* [REQUIRED WORK]: Each line of the data below from the one holding "written like [364,341]." to the one holding "written like [357,214].", inclusive, is to be reproduced exactly; no other line belongs in the answer.

* [EXERCISE DATA]:
BEGIN

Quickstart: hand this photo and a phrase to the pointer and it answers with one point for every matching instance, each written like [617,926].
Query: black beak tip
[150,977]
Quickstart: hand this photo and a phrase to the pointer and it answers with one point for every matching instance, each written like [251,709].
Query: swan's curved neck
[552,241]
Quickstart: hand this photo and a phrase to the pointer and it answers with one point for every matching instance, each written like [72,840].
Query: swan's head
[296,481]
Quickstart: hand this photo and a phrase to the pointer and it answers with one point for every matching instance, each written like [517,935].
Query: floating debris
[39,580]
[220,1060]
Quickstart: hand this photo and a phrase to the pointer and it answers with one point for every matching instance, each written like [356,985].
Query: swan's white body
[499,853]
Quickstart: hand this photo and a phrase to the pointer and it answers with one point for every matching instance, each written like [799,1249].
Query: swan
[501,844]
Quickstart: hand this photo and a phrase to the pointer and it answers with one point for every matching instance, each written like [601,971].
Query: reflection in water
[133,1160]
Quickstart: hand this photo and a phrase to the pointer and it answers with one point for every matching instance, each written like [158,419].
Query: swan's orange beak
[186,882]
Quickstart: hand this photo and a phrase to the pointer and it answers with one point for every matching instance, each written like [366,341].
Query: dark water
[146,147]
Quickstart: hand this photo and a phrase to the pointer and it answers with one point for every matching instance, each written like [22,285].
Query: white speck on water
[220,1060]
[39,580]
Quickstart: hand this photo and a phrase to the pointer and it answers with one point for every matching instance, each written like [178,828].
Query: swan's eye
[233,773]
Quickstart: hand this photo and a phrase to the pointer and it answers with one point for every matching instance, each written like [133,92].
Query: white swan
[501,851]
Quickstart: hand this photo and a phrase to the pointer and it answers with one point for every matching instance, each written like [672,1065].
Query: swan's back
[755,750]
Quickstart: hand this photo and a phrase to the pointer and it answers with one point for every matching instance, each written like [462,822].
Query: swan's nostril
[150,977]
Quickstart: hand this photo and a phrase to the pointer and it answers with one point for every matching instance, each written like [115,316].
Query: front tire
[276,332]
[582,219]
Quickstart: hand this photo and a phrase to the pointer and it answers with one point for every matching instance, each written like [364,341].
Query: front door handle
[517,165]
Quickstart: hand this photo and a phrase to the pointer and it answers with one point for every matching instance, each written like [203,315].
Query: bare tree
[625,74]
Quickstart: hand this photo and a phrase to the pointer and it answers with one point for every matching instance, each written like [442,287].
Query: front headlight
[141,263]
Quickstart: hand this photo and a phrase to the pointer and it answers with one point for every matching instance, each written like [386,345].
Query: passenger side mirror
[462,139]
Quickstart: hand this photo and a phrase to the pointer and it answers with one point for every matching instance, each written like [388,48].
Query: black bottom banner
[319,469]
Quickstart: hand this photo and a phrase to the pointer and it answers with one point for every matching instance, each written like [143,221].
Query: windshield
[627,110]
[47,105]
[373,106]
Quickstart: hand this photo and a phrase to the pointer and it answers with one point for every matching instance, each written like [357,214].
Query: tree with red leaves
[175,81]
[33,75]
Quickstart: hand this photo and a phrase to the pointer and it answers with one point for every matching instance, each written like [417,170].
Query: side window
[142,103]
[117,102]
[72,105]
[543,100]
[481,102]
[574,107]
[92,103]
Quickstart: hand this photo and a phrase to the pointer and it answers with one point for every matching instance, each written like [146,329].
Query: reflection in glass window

END

* [OUTPUT]:
Quickstart: hand this photo and a phrase to the pointer and it answers with one point for every matching instance, each written like [364,341].
Query: front door handle
[517,165]
Quickstart: hand this photo and a phrase to the pointer and it answers with one point for every matching instance, each written like [203,315].
Query: bare tree
[625,74]
Quickstart: hand this photo and a phrase to the pointer and it answers with one point for every matching instance, each written like [442,287].
Query: front headlight
[141,263]
Quickstart: hand this photo and a phrase to the pointer and it answers with one point for every matching instance, each written like [386,345].
Query: passenger side mirror
[462,139]
Quickstart: hand this photo and a phrase to the pointer and it answers with one point for every matching instance, each written like [388,48].
Query: black bottom banner
[319,469]
Quickstart: hand this photo and a phrase to the pointer and it answers with one point for every matching instance, each written like [143,221].
Query: windshield
[627,110]
[47,105]
[373,106]
Quickstart: hand this photo and a phrase to the pointer and it answers with one point for every matching instance, each written like [357,214].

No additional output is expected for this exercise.